> _Records_:
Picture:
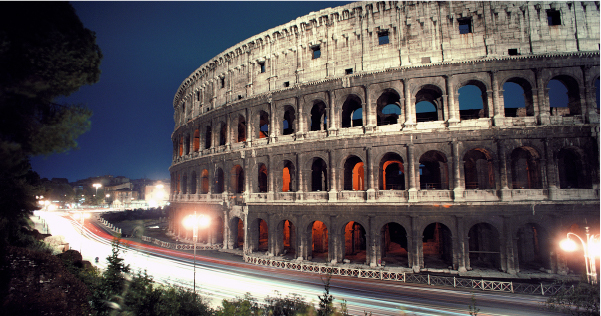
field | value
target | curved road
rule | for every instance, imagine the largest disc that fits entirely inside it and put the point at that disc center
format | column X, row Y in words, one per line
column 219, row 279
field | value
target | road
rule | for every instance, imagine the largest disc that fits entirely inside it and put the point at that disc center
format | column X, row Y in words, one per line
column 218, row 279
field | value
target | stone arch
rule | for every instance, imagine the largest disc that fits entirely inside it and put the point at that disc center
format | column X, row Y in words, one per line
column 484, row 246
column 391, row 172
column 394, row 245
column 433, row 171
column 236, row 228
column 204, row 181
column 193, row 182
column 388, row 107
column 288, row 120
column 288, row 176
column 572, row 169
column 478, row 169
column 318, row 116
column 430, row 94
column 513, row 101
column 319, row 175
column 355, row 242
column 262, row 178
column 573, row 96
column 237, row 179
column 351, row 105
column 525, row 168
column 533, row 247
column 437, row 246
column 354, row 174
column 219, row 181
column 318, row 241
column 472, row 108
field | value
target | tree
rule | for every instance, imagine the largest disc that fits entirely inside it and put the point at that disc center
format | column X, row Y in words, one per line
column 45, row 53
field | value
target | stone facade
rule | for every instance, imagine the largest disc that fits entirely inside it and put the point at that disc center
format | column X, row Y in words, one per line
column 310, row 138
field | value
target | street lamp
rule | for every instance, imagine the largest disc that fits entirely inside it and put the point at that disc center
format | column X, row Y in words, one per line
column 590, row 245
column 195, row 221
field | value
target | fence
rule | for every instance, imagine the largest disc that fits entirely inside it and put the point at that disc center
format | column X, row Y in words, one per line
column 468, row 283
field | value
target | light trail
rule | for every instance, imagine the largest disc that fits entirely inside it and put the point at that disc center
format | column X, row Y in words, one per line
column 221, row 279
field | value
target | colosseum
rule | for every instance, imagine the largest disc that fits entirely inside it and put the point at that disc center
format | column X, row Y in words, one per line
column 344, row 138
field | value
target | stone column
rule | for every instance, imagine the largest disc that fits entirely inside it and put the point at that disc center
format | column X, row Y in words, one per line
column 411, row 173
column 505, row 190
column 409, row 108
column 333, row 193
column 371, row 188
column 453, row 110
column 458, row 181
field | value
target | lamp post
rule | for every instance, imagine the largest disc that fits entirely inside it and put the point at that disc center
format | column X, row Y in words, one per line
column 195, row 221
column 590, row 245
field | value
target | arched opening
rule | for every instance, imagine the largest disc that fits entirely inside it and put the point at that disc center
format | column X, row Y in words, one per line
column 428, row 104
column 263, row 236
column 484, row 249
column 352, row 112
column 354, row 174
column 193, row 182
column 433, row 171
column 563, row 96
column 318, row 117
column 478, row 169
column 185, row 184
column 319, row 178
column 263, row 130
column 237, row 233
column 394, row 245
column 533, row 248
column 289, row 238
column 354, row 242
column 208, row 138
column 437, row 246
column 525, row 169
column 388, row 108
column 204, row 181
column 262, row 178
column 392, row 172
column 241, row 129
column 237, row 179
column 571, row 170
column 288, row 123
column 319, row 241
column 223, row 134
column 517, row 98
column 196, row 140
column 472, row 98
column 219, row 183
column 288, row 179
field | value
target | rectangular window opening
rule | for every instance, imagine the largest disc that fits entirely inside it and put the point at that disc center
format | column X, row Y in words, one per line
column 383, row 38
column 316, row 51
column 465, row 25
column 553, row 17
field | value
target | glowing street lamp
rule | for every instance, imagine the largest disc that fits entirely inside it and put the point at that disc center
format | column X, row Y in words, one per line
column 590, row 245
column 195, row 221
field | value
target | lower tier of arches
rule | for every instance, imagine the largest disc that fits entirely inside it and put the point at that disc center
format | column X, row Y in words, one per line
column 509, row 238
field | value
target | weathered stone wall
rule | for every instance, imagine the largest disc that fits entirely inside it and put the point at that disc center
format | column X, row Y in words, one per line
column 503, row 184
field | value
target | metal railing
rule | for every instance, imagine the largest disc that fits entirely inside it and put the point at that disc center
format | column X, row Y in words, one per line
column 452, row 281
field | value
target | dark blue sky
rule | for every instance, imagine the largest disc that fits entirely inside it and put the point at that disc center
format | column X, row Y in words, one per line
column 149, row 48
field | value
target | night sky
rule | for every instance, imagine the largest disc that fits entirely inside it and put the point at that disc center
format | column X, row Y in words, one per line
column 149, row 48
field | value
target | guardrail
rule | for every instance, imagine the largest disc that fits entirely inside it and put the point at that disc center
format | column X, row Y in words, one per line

> _Aim of the exercise_: Copy out the data, starting at its very first line and stopping after the line that contains "column 218, row 279". Include both of those lines, and leave the pictures out of your answer.

> _Worked solution_:
Picture:
field | value
target | curved road
rule | for every instance, imagine the largest disc that fits entirely inside it and put the point at that disc center
format | column X, row Y in words, one per line
column 219, row 279
field | value
target | road
rule | for every instance, imagine the largest disc that fits entirely inside it and put the point at that disc center
format | column X, row Y in words, one per line
column 218, row 279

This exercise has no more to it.